Document:
Roy Stilling, 18 December 1995
Before 1918 the Royal Naval Air Service used the White Ensign and I presume that the Royal Flying Corps used whatever flags were appropriate for a corps of the army, perhaps just the Union Jack? An interim flag was produced to represent the Royal Air Force at the armistice celebrations; a 'white ensign' with an overall dark blue St George's Cross, the Royal Air Force eagle in the centre of the cross, and a royal crown above it on the vertical arm of the cross. Rather more attractive than the roundel ensign, but not to the liking of the Admiralty who thought it looked too much like a naval flag. Between the armistice and 26 July 1920 when the present ensign was approved, the Royal Air Force was supposed to fly the Union Jack, but some former Royal Naval Air Service units flew the White Ensign, or the white ensign with a blue St George's Cross, but without the eagle and crown.
During World War II there was a Royal Air Force ensign with a black, yellow and red roundel - the ensign of the Belgian Section of the Royal Air Force.
David Prothero, 11 November 1998
Above the main entrance of the Ministry of Defence building in Whitehall are
three flagpoles with the Royal Navy's White Ensign, the British Army flag,
and the Royal Air Force ensign flying in that order (from the observer's left to
Joseph McMillan, 23 September
The Royal Air Force Ensign was approved without difference as the ensign of
the Royal Australian Air Force on 24 July 1922 (AIR 2/211), and was not changed
until 1949; but Canada and New Zealand had their own Air Force ensigns during
The Royal Canadian Air Force was granted the right to use the Royal Air Force Ensign on 12 October 1921 (AIR 2/211), but replaced the central red disc with a red maple leaf in March 1940 (AIR 2/6141).
The Royal New Zealand Air Force applied to change its ensign in August 1939. The new ensign was described as, "the Ensign of the Royal Air Force defaced by the addition of the letters N Z superimposed in white upon the red roundel of the ensign" (AIR 30/140).
References are Public Record Office documents at Kew.
David Prothero, 2 June 2002
This flag was introduced in 1918, and was concurrent with the founding of the
Royal Air Force as a separate fighting unit.
Christopher Southworth, 4 December 2003
The RAF have always referred to their flag as the RAF Ensign. It may possibly
be by analogy with the White Ensign, particularly as the RAF originally wanted
to have a White Ensign without the cross as their flag (they also tried a White
Ensign with a blue cross, which they referred to as a St. Michael's cross). The
Admiralty, on the other hand, stubbornly referred to it as an RAF flag, refusing
to admit that the RAF had any right to fly an ensign.
The RAF flag/Ensign was flown by the various launches and tenders that were part of seaplane squadrons in the 1920s and 1930s, and then by the vessels of the Air Sea Rescue Service, formed in 1939. Later renamed the Maritime Section, it was civilianised in 1986. The craft then flew a Blue Ensign, defaced by a badge of an RAF eagle above an anchor, all in yellow. That has since been wound up, and ASR services passed over to RAF helicopter squadrons (plus the RNLI and Coastguard).

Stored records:
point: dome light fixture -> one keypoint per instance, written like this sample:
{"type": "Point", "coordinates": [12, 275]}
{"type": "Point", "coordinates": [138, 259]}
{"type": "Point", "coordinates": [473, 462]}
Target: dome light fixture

Actions to take:
**a)** Please reproduce every line of the stored rows word for word.
**b)** Carry the passage on the Royal Air Force ensign forward from its last sentence.

Answers to the exercises:
**a)**
point: dome light fixture -> one keypoint per instance, written like this sample:
{"type": "Point", "coordinates": [12, 275]}
{"type": "Point", "coordinates": [138, 259]}
{"type": "Point", "coordinates": [473, 462]}
Target: dome light fixture

**b)**
It remains open to question whether they actually had permission to fly the RAF Ensign as an ensign, however. The original Order in Council gave permission for the flag to be used whenever and wherever the Air Council saw fit, but the Admiralty did not think that the Order superseded the provisions of the Merchant Shipping Act. In 1947, an RAF vessel was seized at sea by Customs, on the grounds that it was flying an illegal ensign (the RAF one), instead of the Red Ensign. The ASR launches got round the problem by the flying the flag from the mast, and flying nothing at the stern. In any case, as high speed vessels, the stern almost disappeared under the water when travelling at speed, so the ensign might not have properly visible anyway.
Air bases have always been referred to as 'stations', and individually by name with the prefix 'RAF', e.g. RAF Finningley. The service would certainly have inherited a tradition of flying a flag at each station from the Royal Naval Air Service (which went to part form the RAF in 1918).
Sources: PRO ADM 1/19970, 1/21665.
Ian Sumner, 4 December 2003
The RAF flag is definitely an ensign. It's been labelled that way in BR20 for
years. In Britain "ensign" is traditionally just another word for "flag", but
has come to mean a flag with the national flag in the canton. And it will be
called the RAF Ensign in the next edition of BR20 too, along with the rest of
the RAF flags.
The official Pantone shade of the RAF Ensign is 549, which looks too dark when printed on paper but works in fabric. The illustrations in the printed BR20 used Pantone 292 as and alternative, but I'm not happy with it and am looking at alternatives, such as a tint of Pantone 549 to simulate the fabric flag. A grey pale blue is a good description.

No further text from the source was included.